Task instructions:
Pick out every line of the entries below where "bare" occurs, and copy those lines.

Data supplied:
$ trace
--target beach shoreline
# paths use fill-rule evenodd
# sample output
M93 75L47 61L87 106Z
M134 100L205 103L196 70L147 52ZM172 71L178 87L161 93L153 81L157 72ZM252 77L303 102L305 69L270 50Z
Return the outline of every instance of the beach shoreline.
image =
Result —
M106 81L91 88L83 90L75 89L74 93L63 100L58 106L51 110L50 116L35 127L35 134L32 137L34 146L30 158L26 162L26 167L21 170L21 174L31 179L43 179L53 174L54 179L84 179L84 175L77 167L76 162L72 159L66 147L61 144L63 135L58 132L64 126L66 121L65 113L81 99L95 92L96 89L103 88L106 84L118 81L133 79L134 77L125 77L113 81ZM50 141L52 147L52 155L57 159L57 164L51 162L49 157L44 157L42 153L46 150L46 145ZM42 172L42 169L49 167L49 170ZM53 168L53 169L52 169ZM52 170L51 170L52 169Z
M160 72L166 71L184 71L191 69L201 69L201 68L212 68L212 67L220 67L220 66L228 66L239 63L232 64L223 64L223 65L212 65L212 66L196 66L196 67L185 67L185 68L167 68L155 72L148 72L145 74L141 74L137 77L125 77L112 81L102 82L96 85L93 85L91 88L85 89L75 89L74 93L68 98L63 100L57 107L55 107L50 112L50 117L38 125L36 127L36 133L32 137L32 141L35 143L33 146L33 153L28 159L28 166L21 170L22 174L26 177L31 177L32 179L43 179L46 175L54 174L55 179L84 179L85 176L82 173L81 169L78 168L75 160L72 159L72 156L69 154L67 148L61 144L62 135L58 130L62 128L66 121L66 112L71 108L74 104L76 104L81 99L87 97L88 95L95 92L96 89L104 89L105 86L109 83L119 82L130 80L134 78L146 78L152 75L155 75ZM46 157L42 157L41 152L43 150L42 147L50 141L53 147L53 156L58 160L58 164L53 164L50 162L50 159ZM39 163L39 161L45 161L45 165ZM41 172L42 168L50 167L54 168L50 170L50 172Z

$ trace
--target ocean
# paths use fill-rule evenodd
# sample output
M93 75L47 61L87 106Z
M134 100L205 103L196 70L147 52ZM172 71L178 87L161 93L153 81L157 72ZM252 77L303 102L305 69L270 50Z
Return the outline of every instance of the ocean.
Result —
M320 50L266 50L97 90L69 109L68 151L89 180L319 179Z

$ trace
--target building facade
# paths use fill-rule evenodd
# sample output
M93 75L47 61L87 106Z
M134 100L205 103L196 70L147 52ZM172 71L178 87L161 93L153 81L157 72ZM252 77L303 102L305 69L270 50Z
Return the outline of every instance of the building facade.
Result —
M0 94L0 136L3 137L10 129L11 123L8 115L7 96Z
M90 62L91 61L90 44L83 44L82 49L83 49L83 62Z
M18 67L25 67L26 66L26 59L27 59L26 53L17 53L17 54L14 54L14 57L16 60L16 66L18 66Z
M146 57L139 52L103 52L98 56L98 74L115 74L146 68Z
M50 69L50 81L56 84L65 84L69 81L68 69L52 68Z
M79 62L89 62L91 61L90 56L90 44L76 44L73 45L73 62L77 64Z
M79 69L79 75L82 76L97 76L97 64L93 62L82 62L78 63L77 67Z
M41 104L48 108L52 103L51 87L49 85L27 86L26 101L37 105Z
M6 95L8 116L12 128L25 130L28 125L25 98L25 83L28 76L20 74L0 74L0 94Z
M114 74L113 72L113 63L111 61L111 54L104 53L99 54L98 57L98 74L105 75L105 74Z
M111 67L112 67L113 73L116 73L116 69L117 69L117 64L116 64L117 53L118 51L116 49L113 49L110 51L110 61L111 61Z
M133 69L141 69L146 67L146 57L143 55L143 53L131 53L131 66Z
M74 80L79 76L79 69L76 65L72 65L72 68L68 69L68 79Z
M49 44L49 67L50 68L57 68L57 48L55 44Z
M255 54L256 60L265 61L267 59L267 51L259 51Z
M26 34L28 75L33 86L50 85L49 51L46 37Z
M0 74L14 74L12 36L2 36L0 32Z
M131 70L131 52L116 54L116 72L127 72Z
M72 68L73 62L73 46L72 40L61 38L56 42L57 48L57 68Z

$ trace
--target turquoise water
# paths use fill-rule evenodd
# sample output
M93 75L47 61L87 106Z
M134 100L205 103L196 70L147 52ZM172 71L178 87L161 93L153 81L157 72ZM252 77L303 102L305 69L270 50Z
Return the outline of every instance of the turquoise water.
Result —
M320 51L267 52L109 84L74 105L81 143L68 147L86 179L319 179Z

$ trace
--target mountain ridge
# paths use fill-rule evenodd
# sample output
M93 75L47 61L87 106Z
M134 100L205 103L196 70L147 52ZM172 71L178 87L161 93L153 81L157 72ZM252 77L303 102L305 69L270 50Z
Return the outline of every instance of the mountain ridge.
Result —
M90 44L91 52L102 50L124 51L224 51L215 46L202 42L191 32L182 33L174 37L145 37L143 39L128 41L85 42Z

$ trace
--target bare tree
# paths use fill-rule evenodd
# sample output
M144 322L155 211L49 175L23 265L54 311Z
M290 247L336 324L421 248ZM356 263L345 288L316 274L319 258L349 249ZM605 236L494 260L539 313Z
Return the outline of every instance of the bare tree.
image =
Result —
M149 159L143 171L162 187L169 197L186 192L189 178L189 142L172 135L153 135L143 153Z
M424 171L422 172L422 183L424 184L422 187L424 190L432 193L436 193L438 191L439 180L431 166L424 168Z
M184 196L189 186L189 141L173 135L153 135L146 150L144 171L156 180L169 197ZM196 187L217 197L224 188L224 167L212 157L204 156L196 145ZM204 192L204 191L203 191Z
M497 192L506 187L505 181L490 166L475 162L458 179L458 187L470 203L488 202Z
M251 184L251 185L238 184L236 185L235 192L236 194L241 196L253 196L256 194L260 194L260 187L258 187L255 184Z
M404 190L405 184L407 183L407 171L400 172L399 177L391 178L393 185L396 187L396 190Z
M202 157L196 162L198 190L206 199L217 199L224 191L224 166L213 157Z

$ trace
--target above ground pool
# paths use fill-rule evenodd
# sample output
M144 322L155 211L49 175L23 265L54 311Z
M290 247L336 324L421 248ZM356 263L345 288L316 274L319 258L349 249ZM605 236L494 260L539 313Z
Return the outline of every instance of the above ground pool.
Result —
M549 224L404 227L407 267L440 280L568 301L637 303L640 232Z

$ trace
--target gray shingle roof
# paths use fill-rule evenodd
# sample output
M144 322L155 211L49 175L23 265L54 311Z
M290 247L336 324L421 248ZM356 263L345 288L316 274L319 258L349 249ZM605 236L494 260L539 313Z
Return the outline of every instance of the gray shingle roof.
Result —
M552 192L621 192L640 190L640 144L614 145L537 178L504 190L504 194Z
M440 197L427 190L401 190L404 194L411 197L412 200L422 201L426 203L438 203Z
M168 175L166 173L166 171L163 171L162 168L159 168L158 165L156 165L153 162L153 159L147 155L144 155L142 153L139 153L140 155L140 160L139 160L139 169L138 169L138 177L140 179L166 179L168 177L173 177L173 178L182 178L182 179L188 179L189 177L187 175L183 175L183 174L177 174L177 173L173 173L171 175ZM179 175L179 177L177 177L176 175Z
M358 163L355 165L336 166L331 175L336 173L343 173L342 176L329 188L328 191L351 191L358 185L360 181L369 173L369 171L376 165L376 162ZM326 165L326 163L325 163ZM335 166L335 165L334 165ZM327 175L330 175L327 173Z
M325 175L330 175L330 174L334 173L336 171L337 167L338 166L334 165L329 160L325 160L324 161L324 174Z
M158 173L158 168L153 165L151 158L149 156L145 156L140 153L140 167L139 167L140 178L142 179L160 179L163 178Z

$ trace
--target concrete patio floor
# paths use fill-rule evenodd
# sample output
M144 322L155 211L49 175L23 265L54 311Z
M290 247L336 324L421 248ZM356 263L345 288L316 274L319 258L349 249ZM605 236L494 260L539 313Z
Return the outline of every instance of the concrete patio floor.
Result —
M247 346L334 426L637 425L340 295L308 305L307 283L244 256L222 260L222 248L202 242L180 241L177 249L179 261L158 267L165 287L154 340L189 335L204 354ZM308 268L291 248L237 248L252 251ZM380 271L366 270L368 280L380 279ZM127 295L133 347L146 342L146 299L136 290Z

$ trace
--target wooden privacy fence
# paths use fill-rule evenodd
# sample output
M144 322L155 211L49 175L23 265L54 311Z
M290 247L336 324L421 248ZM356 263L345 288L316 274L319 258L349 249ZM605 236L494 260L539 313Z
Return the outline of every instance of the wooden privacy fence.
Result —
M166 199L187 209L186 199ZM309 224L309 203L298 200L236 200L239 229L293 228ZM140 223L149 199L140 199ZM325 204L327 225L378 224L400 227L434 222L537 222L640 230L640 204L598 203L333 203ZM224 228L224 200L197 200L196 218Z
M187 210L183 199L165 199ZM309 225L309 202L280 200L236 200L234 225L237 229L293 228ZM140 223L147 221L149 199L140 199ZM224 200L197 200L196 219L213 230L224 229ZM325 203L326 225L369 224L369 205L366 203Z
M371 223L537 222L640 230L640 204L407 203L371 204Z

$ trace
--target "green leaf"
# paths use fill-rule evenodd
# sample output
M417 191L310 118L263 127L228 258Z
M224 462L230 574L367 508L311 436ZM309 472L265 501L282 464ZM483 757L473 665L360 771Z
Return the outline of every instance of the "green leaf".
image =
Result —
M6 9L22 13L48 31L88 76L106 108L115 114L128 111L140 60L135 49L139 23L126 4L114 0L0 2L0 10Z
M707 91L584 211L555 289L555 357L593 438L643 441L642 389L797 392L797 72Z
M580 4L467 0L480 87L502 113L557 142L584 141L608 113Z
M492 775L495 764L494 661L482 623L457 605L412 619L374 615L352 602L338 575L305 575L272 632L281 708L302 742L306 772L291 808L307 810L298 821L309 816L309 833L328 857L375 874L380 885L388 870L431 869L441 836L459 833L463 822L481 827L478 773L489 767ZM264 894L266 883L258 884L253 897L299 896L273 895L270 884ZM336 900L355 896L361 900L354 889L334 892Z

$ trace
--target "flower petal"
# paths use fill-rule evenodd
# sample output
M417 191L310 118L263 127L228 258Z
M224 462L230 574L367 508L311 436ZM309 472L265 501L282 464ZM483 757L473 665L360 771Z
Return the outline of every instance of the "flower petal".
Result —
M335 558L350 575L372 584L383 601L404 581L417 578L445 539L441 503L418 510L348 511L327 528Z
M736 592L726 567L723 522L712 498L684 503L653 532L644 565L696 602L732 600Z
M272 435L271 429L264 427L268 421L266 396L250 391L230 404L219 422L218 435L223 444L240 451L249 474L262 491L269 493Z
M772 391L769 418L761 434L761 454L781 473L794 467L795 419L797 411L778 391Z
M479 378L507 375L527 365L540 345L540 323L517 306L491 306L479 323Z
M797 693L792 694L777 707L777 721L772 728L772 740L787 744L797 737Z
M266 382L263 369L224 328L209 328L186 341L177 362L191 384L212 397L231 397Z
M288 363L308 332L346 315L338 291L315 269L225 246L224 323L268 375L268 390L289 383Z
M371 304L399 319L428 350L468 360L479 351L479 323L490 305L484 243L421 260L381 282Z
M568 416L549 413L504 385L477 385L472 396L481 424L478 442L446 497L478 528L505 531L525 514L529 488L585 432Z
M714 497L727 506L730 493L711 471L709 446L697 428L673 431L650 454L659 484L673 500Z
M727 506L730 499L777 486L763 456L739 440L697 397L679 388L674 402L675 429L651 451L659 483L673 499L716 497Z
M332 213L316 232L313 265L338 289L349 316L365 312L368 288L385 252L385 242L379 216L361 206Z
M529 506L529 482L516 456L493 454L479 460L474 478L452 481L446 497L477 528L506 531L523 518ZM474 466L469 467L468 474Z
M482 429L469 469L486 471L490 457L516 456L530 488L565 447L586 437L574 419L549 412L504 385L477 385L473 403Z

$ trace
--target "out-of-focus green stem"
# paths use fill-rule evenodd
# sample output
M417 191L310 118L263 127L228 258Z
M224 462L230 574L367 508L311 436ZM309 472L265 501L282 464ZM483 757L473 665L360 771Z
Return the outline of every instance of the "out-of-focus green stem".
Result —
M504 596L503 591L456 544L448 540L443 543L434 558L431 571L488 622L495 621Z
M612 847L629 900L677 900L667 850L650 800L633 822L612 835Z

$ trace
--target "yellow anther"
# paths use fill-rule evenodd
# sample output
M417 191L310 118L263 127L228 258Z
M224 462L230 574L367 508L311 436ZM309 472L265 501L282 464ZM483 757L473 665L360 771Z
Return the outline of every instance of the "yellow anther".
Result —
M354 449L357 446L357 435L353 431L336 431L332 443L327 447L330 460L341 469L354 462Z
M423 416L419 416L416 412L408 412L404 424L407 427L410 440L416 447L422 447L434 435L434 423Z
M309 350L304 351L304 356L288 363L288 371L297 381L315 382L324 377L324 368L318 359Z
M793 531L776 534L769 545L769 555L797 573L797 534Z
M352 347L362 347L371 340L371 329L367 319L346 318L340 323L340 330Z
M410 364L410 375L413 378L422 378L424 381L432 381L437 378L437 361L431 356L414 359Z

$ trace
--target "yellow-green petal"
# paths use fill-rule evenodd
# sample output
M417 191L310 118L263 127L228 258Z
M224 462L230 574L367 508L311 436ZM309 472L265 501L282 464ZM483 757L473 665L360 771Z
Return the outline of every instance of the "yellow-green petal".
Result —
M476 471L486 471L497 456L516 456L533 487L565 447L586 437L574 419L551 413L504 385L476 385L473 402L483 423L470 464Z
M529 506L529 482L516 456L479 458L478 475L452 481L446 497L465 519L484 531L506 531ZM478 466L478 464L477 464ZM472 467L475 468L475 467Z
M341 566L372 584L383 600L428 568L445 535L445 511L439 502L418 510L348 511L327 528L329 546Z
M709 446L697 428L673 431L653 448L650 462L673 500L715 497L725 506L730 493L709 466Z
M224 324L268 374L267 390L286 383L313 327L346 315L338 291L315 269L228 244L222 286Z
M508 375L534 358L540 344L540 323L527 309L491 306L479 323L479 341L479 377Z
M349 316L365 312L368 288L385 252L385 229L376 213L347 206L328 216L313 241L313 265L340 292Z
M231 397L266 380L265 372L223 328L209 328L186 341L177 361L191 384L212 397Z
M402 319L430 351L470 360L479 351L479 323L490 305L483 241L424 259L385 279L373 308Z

Your response:
--target bare tree
Return the outline of every instance of the bare tree.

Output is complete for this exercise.